Print the following entries without any change.

──────────

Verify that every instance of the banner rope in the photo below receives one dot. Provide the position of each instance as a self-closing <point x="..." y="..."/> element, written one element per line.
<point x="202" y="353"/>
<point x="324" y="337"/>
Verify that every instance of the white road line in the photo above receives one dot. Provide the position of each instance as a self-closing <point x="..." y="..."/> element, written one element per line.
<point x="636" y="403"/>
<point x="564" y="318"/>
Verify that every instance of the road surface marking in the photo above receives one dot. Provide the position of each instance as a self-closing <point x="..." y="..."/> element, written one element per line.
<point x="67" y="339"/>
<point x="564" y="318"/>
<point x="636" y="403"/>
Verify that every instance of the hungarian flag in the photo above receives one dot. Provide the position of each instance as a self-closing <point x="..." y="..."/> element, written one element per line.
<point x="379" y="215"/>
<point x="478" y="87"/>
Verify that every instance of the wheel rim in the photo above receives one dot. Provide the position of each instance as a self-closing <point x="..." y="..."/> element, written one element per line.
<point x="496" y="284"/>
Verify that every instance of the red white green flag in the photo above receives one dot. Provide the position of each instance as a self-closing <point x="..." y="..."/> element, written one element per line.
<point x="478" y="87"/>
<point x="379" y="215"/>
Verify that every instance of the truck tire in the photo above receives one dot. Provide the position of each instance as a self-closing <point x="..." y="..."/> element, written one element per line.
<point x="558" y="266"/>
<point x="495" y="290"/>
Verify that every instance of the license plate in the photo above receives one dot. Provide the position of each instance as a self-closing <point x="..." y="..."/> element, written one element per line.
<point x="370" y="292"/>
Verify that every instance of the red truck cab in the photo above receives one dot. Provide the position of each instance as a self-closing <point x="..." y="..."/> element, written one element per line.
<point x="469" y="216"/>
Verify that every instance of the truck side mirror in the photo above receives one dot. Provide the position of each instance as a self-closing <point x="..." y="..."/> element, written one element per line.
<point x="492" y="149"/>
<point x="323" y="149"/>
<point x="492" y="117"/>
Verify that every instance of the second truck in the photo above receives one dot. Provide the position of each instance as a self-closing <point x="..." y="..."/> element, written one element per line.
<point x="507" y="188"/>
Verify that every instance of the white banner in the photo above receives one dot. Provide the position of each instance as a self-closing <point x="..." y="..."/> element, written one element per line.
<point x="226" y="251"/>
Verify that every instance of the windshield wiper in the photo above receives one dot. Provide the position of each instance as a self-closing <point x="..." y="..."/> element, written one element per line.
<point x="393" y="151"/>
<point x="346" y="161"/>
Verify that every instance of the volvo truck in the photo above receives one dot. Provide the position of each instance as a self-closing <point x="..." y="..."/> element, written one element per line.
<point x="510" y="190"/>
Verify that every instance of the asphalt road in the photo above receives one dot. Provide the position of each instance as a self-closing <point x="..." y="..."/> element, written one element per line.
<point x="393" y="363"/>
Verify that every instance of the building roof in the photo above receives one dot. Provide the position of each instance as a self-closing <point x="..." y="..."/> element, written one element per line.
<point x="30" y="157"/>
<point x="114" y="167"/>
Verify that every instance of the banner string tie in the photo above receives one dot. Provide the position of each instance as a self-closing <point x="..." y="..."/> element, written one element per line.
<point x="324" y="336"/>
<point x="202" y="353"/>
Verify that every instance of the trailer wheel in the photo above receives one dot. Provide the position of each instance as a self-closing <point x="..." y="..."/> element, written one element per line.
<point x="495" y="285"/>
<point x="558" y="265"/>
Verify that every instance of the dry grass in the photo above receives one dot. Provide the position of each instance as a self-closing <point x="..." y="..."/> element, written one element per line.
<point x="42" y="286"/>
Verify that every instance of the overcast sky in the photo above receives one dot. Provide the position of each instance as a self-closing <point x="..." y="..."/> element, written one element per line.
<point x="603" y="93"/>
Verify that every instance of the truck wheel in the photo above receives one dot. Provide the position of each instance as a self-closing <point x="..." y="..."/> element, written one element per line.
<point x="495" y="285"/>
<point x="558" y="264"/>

──────────

▸ Reply
Verify that every instance of the banner rope in the photo below receives one dot. Provide the position of each instance as a self-closing <point x="..." y="..."/> element, written one element per line.
<point x="202" y="353"/>
<point x="324" y="337"/>
Verify that every instance of the white road line in the photo above receives one dot. Provide the position of each instance as a self-closing <point x="..." y="..."/> element, written one element per line.
<point x="636" y="403"/>
<point x="564" y="318"/>
Verify that every instance of the road surface marking in the photo above receives one dot. Provide the position of each instance as a self-closing <point x="..." y="..."/> element, written one element per line.
<point x="67" y="339"/>
<point x="564" y="318"/>
<point x="636" y="403"/>
Verify that every instance of the hungarian flag in the photo above receives one dot. Provide the position of each instance as a self-closing <point x="..." y="..."/> element, written one element per line.
<point x="379" y="215"/>
<point x="478" y="87"/>
Verify that every instance of the wheel rim in the photo above receives one dot. Provide the position of each instance as a self-closing <point x="..." y="..."/> element, written one element per line.
<point x="496" y="284"/>
Verify that every instance of the red white green flag in the photo above receives one dot. Provide the position of each instance as a self-closing <point x="..." y="..."/> element, written one element per line.
<point x="478" y="87"/>
<point x="379" y="215"/>
Verify that every instance of the truck tire in the photo above receives one dot. Provide the position of each instance as a self-closing <point x="..." y="..."/> element, written one element per line.
<point x="558" y="266"/>
<point x="495" y="290"/>
Verify that every instance of the license plate in the photo above receives one dot. Provide the position of each instance as a self-closing <point x="..." y="..."/> element, written one element per line.
<point x="370" y="292"/>
Verify that every instance of the red truck cab in the photo above receives one dot. Provide the position of each instance as a self-closing <point x="..." y="..."/> element, written one element per line.
<point x="469" y="216"/>
Verify that every instance of the truck side mirror in the photo above receives one dot. Provide the position of each instance as a self-closing <point x="..." y="..."/> element, written one element per line.
<point x="492" y="149"/>
<point x="323" y="149"/>
<point x="492" y="117"/>
Verify that every instance of the second truck in the photo above receives one dot. Provide the position of each instance as a self-closing <point x="..." y="..."/> element, written one element per line.
<point x="507" y="188"/>
Verify that every instance of the white banner in the photo above receives one dot. Provide the position of each instance as a self-closing <point x="..." y="..."/> element, written one element per line.
<point x="226" y="251"/>
Verify that every instance of the windshield wiper in the photo above receives one dot. Provide the position of each instance as a self-closing <point x="..." y="..."/> element, written one element per line.
<point x="393" y="151"/>
<point x="346" y="161"/>
Verify that every instance of the volvo truck in the photo above receives one dot. Provide the position of each instance as a self-closing <point x="..." y="..."/> element, written one element per line.
<point x="510" y="190"/>
Verify that every instance of the asphalt road in the photo above receives one dot. Provide the position of each instance as a self-closing <point x="..." y="..."/> element, written one element per line.
<point x="393" y="363"/>
Verify that every instance of the building roof in the photo above receives one dot. Provide the position of each instance as a self-closing <point x="..." y="..."/> element, written one element per line.
<point x="30" y="157"/>
<point x="114" y="167"/>
Verify that every instance of the banner string tie in the photo above receives one dot. Provide the position of each instance as a self-closing <point x="..." y="..."/> element, written one element per line.
<point x="324" y="336"/>
<point x="202" y="353"/>
Verify that every instance of the trailer wheel in the photo above receives one dot. Provide the position of each instance as a self-closing <point x="..." y="..."/> element, written one element per line.
<point x="495" y="285"/>
<point x="558" y="265"/>
Verify that every instance of the dry grass in the photo above receives one dot. Provide the position of each instance as a self-closing <point x="..." y="..."/> element, written one element per line.
<point x="42" y="286"/>
Verify that every instance of the overcast sky in the photo above receives one dot. Provide the position of each instance as a self-closing <point x="..." y="..."/> element, written one element per line.
<point x="603" y="93"/>
Verify that every instance of the truck wheel in the photo above receives one dot. Provide the position of each instance as a self-closing <point x="..." y="..."/> element, written one element per line.
<point x="495" y="285"/>
<point x="558" y="264"/>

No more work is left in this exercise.